**** Text provided ****

I am new in CPLEX and I am using docplex in Python to solve an ILP.

I would like to translate the following constraint in docplex:

$$\sum_{c}(X_p{_w}_{cj}+X_{p+1}{_{w'}}_{cj+1})\leqslant T_w{_{w'}}_{,jj+1} + 1$$

Knowing that the binary variables are:

  • $X_p{_w}_{cj}=1$ if an operation $p$ is done by a machine $w$ with a configuration $c$ at process plan position $j$, and zero otherwise

  • $T_w{_{w'}}_{,jj+1}=1$ if there is a change of machine $w$ between position $j$ and $j+1$, and zero otherwise.

I've tried to code a dictionary:

cnrt_10 = {(w, w1, j-1, j): opt_model.add_constraint(ct=opt_model.sum(X_var[p-1, w, c, j-1] + X_var[p, w1, c, j] for c in set_C) <= 1 + T_var[w, w1, j-1, j], ctname="cnrt10_{0}_{1}_{2}_{3}".format(w, w1, j-1, j)) for p in set_OP for w in set_W for w1 in set_W for j in set_J}

And also a list:

opt_model.add_constraints(opt_model.sum(X_var[p-1, w, c, j-1] + X_var[p, w1, c, j] for c in set_C) <= 1 + T_var[w, w1, j-1, j] for p in set_OP for w in set_W for w1 in set_W for j in set_J)

But both are returning an error.

**** Data excerpts ****

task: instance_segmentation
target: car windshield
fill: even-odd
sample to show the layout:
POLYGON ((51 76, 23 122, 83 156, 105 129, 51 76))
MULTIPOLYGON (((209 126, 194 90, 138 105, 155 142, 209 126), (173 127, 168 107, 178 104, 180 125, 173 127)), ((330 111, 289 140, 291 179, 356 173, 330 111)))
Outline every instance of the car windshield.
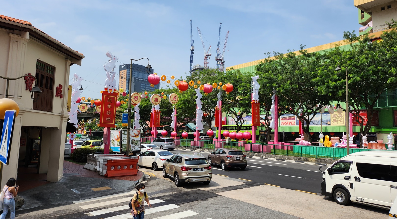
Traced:
POLYGON ((186 165, 199 165, 207 164, 207 159, 205 158, 189 158, 185 159, 185 163, 186 165))
POLYGON ((160 156, 172 156, 173 155, 173 153, 170 151, 158 151, 157 153, 160 155, 160 156))
POLYGON ((229 155, 244 155, 244 154, 243 153, 243 152, 240 151, 229 151, 228 153, 229 155))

****

• Set tasks
1. Change "machine" to "workstation" in the docplex question and give the passage again, beginning at the words "Knowing that the" and stopping after "and zero otherwise.".
2. Say whether each statement agrees with the docplex question, answering yes or no and quoting the words that decide it: (a) the poster tried writing the constraint both as a dictionary and as a list; (b) the dictionary version runs without an error; (c) the variables in the constraint are continuous.
You won't need the records.

• Worked solutions
1.
Knowing that the binary variables are:

  • $X_p{_w}_{cj}=1$ if an operation $p$ is done by a workstation $w$ with a configuration $c$ at process plan position $j$, and zero otherwise

  • $T_w{_{w'}}_{,jj+1}=1$ if there is a change of workstation $w$ between position $j$ and $j+1$, and zero otherwise.

2.
(a) Yes: "I've tried to code a dictionary" and "And also a list"
(b) No: "But both are returning an error."
(c) No: "Knowing that the binary variables are:"